## begin DATA FOR THIS EXERCISE

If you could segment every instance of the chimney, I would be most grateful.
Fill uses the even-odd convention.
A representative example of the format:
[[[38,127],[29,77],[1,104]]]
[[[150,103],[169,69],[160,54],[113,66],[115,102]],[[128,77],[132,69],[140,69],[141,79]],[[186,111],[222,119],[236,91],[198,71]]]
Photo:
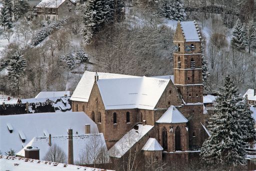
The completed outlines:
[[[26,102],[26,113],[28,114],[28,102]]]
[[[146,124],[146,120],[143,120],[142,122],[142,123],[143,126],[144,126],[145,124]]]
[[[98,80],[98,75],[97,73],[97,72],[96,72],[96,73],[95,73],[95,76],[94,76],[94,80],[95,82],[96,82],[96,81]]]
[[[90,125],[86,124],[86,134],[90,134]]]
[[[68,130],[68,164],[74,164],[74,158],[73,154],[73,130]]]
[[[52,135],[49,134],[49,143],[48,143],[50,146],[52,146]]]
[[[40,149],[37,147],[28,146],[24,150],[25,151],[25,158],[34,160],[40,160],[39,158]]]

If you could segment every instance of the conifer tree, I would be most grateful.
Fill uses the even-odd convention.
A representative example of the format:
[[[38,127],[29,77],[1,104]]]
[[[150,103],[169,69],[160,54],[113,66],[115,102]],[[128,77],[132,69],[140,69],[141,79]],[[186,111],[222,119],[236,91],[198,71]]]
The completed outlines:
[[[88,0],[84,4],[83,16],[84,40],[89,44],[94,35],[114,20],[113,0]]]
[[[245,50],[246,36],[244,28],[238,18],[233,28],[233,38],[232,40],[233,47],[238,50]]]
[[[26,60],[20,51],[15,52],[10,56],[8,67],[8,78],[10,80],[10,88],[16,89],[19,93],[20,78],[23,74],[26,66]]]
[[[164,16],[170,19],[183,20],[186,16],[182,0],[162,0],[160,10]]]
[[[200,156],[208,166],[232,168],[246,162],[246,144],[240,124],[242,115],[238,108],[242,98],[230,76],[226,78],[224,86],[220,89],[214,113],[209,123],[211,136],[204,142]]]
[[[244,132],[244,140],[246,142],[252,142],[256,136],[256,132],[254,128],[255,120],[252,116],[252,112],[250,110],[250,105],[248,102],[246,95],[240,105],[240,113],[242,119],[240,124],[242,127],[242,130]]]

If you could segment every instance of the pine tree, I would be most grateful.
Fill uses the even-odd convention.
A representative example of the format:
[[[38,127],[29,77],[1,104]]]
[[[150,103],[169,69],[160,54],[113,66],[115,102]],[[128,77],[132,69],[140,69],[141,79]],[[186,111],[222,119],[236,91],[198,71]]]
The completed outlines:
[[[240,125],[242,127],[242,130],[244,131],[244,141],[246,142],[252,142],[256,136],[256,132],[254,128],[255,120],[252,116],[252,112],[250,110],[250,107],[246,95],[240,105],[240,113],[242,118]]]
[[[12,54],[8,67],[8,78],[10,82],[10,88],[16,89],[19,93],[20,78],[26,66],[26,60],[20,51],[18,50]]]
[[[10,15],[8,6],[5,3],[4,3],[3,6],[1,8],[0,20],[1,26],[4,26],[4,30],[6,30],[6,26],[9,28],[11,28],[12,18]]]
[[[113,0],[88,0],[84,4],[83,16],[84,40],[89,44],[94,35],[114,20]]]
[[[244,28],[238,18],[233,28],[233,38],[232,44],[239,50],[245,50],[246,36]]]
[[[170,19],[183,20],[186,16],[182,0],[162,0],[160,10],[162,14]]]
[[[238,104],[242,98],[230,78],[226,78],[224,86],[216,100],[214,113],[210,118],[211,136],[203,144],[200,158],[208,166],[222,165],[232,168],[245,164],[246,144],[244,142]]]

## end DATA FOR THIS EXERCISE
## begin DATA FOR THIS EXERCISE

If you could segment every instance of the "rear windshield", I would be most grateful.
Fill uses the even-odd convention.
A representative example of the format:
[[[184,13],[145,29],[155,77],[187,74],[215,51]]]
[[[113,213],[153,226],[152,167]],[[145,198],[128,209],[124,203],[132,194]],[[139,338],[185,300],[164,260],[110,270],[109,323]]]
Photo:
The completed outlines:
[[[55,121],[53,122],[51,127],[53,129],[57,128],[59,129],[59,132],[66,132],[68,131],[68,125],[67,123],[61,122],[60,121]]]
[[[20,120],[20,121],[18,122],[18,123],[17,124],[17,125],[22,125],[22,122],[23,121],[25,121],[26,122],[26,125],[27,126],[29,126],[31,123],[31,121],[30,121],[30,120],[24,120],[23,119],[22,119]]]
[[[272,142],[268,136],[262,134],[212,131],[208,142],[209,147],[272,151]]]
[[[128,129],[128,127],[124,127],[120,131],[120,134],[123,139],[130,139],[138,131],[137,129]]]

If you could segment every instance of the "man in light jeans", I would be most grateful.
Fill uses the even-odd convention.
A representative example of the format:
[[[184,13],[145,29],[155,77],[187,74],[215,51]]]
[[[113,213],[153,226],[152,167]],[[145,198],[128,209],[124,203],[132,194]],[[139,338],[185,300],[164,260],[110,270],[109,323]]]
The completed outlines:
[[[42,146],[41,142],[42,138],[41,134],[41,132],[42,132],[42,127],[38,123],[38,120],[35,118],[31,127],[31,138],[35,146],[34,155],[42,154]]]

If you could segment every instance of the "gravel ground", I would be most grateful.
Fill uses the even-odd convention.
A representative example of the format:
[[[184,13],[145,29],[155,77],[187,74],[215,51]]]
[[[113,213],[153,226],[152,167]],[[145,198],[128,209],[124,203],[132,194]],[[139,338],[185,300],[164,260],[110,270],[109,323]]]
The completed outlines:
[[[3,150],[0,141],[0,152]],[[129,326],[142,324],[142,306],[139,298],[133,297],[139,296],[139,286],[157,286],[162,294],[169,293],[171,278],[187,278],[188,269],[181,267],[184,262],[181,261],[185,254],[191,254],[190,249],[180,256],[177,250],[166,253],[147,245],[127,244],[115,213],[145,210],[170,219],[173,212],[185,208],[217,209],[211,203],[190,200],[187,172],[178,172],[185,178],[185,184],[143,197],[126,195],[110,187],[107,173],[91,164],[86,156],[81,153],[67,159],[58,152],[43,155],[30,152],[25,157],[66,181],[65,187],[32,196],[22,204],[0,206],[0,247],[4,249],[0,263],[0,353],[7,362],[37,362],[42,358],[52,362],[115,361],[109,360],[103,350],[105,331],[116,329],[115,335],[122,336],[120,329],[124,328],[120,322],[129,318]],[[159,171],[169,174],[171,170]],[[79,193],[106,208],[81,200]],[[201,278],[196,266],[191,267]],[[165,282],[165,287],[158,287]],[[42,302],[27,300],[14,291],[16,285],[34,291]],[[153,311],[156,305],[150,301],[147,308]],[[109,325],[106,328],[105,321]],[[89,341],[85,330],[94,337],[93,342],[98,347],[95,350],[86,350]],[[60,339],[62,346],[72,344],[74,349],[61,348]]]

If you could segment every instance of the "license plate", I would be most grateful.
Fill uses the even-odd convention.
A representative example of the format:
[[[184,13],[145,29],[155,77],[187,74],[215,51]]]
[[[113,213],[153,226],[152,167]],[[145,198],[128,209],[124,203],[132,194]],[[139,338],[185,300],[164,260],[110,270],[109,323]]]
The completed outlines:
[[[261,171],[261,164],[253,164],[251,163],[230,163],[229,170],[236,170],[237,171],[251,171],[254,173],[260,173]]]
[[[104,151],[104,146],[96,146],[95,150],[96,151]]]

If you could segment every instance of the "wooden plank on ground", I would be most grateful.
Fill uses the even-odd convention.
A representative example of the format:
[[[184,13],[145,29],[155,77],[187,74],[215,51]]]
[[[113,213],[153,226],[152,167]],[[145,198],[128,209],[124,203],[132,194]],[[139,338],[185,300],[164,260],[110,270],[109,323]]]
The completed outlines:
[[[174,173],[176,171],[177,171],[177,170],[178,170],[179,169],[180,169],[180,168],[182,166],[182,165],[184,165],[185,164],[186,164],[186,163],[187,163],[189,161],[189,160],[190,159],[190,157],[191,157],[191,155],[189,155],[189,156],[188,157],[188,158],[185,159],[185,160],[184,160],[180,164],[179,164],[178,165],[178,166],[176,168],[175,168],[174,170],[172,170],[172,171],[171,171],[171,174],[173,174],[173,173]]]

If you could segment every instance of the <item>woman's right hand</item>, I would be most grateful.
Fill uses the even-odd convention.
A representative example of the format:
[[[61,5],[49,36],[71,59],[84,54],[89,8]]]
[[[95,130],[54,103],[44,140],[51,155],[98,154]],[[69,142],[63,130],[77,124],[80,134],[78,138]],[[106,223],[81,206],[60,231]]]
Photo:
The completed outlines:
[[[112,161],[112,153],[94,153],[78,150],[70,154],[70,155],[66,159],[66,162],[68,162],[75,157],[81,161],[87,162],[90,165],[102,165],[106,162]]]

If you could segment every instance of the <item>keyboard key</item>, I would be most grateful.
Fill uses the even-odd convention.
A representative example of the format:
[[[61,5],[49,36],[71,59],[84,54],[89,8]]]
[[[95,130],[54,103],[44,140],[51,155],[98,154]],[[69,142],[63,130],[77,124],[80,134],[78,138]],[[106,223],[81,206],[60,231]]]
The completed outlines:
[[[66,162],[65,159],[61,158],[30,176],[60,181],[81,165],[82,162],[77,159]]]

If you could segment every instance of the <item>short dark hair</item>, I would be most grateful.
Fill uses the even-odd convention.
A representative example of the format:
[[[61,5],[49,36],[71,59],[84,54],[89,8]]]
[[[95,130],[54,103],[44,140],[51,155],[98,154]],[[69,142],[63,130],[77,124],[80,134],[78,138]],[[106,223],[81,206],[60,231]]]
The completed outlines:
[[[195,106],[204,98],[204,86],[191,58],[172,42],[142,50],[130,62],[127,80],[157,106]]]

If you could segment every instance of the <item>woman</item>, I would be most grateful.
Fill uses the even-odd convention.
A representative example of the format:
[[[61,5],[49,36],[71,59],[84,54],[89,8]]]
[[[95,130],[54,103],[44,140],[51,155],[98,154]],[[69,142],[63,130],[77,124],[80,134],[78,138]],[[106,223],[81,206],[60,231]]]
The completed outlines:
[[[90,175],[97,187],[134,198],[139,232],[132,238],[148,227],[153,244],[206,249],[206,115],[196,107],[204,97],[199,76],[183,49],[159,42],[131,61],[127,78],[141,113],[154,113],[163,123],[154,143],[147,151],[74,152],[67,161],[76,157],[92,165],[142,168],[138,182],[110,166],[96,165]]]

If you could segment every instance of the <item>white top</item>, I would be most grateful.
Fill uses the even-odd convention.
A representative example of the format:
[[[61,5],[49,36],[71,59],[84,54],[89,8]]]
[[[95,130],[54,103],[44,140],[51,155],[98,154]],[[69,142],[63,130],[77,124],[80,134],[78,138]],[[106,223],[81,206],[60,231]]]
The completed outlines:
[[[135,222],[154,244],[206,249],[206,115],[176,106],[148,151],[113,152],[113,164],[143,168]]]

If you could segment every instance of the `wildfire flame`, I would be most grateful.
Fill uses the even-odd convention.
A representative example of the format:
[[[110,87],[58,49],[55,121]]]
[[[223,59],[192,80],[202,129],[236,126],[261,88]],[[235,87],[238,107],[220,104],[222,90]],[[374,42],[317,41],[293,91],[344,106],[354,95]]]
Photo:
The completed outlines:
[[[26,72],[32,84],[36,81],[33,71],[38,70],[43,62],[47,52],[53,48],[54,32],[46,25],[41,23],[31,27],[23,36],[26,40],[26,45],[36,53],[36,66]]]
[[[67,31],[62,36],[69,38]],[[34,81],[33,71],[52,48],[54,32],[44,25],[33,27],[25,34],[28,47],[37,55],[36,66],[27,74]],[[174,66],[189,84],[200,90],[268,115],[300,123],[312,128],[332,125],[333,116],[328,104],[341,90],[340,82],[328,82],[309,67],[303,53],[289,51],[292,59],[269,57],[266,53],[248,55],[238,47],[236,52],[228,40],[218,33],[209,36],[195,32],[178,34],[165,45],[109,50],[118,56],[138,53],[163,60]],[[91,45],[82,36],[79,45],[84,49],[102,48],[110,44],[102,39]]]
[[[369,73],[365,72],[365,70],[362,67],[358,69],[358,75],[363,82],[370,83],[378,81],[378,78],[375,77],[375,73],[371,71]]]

## end DATA FOR THIS EXERCISE
## begin DATA FOR THIS EXERCISE

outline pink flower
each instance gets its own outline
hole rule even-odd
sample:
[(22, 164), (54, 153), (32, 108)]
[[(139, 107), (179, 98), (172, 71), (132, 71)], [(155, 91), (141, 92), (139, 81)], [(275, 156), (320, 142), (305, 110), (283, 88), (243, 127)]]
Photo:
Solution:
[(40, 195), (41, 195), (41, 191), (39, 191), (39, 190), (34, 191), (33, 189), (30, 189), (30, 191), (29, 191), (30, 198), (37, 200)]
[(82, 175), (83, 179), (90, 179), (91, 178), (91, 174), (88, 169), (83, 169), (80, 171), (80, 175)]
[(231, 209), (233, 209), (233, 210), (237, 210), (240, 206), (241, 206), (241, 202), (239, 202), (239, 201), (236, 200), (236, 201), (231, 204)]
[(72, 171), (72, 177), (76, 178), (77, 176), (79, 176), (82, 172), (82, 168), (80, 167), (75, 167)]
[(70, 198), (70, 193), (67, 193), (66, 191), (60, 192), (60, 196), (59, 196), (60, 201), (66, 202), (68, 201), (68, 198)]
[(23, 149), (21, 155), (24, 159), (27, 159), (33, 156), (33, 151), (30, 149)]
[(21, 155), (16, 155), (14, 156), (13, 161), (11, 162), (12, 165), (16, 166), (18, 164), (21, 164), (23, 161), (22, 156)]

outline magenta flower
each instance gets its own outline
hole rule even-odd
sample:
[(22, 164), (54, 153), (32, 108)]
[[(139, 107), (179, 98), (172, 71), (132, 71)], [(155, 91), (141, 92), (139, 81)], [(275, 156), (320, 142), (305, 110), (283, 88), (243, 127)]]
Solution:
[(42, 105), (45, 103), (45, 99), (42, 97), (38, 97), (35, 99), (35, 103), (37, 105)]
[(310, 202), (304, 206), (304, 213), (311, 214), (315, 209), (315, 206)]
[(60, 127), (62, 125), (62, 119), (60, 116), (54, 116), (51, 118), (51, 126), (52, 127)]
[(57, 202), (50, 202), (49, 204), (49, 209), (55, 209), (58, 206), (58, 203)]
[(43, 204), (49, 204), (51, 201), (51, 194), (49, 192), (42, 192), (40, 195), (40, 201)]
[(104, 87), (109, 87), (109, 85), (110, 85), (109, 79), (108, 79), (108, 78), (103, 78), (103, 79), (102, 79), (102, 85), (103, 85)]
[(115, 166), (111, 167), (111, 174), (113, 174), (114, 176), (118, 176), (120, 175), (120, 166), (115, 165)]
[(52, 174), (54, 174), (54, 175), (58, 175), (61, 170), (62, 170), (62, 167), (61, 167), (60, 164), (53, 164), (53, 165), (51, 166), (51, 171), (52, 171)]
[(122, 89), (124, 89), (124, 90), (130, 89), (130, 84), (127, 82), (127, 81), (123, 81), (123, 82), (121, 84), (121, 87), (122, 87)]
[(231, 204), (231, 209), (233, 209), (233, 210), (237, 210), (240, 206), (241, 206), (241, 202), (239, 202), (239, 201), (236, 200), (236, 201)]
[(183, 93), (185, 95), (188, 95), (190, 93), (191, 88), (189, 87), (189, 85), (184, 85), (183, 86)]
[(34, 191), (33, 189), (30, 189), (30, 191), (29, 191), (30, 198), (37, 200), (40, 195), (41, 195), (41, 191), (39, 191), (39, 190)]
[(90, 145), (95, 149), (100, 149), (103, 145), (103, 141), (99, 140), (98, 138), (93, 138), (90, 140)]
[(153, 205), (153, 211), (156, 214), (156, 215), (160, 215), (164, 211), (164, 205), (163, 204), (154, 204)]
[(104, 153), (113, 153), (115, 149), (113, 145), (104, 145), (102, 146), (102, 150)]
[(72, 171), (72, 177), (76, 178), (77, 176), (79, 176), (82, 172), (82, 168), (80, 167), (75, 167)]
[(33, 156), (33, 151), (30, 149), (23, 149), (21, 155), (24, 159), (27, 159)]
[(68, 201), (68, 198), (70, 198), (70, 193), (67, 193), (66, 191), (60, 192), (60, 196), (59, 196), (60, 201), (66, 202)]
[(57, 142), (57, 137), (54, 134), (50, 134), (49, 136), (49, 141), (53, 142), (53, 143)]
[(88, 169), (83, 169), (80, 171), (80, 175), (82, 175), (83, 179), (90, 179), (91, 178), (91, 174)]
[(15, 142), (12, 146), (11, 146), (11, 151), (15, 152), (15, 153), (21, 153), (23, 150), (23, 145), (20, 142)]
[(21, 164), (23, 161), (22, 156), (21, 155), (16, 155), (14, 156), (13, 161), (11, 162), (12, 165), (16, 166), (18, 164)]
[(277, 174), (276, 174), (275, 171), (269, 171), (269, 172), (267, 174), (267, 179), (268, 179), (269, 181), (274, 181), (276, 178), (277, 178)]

## end DATA FOR THIS EXERCISE

EXERCISE TASK »
Return every line in the records above that contains the word "ground", copying each one in full.

TASK RESULT »
If you could segment every instance of the "gravel ground", I would be most grateful.
If you could segment every instance of the "wooden plank on ground", I would be most grateful.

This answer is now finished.